(Entries taken from a collection)
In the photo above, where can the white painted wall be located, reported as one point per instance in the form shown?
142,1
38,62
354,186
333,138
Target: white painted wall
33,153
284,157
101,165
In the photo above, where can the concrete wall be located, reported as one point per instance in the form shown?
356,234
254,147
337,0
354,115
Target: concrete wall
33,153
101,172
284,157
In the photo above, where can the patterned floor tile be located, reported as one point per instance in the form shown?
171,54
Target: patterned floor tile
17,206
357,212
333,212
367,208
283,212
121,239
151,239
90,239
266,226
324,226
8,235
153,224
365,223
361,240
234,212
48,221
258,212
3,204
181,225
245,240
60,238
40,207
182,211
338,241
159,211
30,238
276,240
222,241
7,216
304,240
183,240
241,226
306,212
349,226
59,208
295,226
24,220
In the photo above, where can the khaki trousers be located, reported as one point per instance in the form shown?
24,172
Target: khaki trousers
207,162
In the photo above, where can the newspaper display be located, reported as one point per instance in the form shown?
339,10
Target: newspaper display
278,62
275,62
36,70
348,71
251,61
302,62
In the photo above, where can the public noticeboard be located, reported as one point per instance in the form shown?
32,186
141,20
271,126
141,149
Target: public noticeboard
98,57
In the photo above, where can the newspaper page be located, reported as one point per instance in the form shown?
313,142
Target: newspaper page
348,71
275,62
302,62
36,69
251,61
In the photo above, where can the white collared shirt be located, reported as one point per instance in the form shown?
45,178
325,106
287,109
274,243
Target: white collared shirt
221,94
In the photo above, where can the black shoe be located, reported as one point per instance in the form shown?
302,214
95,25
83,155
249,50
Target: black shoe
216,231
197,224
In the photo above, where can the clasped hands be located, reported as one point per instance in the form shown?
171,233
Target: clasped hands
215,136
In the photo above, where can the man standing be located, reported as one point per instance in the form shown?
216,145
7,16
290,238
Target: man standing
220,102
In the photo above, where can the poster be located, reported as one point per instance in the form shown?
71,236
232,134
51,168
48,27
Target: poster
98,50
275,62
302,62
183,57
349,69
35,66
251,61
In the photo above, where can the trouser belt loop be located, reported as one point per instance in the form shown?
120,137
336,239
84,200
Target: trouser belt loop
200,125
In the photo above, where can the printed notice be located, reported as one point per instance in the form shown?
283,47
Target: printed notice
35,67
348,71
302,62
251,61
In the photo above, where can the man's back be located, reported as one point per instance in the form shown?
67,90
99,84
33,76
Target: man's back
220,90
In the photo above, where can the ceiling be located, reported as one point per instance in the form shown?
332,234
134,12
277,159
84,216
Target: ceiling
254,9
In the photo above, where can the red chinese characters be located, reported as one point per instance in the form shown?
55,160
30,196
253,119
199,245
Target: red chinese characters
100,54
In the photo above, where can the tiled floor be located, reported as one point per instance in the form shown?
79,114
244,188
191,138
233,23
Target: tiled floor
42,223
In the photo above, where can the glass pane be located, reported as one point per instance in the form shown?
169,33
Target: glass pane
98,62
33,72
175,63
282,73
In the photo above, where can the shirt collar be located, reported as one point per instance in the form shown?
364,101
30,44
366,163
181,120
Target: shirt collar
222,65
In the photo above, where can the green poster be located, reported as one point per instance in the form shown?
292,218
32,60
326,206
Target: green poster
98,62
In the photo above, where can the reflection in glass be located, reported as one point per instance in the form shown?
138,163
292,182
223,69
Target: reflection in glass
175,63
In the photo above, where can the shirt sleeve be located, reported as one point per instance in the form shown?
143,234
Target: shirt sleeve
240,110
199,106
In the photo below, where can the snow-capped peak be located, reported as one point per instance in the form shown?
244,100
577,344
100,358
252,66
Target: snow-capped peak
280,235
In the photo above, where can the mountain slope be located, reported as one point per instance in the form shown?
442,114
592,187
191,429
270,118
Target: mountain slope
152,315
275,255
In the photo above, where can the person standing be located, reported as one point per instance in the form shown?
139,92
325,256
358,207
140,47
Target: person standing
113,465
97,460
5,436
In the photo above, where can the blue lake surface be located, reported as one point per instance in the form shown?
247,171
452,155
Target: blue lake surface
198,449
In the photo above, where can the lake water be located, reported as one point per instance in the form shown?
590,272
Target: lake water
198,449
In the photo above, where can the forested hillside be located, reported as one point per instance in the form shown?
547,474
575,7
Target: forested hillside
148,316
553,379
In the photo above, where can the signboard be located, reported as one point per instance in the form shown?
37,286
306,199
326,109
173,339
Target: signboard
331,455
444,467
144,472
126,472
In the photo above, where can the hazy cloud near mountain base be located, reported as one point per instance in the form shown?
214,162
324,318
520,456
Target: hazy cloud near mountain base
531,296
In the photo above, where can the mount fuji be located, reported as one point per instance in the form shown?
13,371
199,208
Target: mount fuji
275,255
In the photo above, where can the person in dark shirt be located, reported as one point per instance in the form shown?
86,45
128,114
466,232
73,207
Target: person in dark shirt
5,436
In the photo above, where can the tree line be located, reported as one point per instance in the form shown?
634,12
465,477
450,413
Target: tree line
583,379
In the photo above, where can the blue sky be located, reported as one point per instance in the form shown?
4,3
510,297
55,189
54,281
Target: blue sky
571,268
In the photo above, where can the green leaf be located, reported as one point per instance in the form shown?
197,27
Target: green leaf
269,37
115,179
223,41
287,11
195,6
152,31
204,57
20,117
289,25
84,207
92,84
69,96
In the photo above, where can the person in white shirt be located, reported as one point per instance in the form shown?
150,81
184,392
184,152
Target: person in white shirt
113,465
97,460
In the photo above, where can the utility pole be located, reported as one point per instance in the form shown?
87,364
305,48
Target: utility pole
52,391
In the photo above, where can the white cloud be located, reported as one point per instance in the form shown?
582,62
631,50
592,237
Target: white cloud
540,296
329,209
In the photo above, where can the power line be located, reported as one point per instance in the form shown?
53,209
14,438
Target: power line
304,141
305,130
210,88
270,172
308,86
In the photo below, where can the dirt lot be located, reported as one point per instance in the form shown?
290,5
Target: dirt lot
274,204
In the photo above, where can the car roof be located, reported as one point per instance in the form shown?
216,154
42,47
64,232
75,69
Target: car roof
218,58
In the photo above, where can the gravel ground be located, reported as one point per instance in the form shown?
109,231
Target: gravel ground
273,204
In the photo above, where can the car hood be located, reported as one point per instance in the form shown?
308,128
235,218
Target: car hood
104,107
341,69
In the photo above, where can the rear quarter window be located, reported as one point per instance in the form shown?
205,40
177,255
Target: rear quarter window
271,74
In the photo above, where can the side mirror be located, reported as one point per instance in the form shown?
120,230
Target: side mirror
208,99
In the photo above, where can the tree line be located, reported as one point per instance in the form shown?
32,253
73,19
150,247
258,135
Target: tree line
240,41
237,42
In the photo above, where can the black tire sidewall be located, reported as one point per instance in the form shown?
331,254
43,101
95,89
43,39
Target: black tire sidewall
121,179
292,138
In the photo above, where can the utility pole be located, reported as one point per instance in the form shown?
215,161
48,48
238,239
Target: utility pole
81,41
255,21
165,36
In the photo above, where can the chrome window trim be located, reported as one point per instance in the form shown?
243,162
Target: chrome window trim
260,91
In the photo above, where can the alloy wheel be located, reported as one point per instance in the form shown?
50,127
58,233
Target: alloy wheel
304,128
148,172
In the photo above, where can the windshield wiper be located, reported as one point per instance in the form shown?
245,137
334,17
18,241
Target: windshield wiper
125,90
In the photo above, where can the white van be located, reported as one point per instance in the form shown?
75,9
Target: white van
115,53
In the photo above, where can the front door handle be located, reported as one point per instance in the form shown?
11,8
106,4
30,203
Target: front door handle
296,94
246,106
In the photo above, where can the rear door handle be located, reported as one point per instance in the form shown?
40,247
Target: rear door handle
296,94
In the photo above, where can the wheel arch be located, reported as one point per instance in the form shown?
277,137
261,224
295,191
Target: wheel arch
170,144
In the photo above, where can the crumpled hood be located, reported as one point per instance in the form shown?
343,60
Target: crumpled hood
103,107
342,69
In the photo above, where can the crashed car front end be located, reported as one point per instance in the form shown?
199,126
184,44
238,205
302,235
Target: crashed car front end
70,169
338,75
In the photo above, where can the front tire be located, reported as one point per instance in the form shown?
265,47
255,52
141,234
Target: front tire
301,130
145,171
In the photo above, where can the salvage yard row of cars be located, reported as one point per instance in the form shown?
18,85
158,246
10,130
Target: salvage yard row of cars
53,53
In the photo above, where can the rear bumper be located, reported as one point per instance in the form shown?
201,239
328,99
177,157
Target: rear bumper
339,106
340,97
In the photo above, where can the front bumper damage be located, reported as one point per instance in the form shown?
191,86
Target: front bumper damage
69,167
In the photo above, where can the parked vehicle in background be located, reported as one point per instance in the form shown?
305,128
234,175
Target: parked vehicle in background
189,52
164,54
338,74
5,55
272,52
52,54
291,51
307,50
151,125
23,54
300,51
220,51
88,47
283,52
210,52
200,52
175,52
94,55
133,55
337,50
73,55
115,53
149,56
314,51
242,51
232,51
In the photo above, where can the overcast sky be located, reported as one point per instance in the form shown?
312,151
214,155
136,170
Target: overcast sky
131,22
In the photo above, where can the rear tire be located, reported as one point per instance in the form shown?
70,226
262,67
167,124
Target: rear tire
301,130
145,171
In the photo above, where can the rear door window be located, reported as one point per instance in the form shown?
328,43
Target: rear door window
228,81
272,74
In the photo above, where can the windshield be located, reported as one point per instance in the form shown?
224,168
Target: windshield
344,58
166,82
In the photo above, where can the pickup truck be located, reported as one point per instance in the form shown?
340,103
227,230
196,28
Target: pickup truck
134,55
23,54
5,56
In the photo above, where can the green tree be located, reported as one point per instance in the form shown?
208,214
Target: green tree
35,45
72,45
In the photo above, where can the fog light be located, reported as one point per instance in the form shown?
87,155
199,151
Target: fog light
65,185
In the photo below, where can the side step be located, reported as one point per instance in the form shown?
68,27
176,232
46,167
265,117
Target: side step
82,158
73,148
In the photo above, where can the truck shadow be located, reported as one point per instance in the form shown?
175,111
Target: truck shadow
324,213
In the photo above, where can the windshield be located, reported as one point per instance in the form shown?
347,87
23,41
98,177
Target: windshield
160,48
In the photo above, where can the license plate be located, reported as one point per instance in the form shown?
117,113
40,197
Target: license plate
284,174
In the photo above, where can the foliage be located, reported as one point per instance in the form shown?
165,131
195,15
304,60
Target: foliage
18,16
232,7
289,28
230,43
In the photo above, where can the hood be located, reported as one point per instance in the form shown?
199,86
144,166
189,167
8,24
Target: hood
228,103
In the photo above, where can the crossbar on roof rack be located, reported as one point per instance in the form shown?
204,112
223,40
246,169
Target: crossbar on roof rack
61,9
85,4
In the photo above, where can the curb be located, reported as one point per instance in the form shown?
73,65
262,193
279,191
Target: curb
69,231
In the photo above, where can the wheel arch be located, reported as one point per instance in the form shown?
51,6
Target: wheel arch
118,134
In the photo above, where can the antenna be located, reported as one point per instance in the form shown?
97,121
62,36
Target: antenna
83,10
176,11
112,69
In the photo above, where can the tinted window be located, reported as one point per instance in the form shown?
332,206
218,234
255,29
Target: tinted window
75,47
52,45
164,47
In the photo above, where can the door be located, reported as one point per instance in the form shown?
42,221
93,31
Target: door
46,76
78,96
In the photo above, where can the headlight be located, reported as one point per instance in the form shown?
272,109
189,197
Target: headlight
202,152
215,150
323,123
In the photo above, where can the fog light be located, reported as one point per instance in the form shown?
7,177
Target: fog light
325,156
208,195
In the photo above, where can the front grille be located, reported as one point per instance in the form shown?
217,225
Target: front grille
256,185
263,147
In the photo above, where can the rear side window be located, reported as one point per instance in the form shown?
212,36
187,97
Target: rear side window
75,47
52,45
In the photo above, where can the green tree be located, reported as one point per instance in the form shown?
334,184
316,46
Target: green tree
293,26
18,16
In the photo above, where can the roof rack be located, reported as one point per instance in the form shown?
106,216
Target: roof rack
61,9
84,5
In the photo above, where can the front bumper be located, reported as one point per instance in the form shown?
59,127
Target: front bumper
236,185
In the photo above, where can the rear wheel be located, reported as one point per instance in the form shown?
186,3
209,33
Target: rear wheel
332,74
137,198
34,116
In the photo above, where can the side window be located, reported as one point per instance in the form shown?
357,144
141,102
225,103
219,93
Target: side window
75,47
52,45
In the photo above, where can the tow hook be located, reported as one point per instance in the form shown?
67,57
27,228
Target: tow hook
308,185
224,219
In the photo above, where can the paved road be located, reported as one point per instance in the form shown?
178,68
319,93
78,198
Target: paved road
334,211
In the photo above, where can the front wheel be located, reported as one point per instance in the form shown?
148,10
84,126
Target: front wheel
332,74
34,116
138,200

▸ **What is asked**
Repeat the line that contains "In the photo above, where can the side window", then every line after it until the records end, with nothing added.

▸ **Solution**
In the photo above, where can the side window be located, reported as one point per instance in the form shown?
357,144
141,102
225,103
219,93
Target: side window
75,47
52,45
In the photo above, where can the tow hook be located, reported as one point per instance in the form shown?
67,57
27,228
Target: tow hook
308,185
224,219
In the photo above, where can the paved road be located, reported as one point per instance in the form shown?
178,68
319,93
78,198
Target: paved road
334,211
In the photo above, where can the front wheel be located, reported as one point per instance in the form shown?
148,10
84,126
Target: front wheel
332,74
34,116
138,200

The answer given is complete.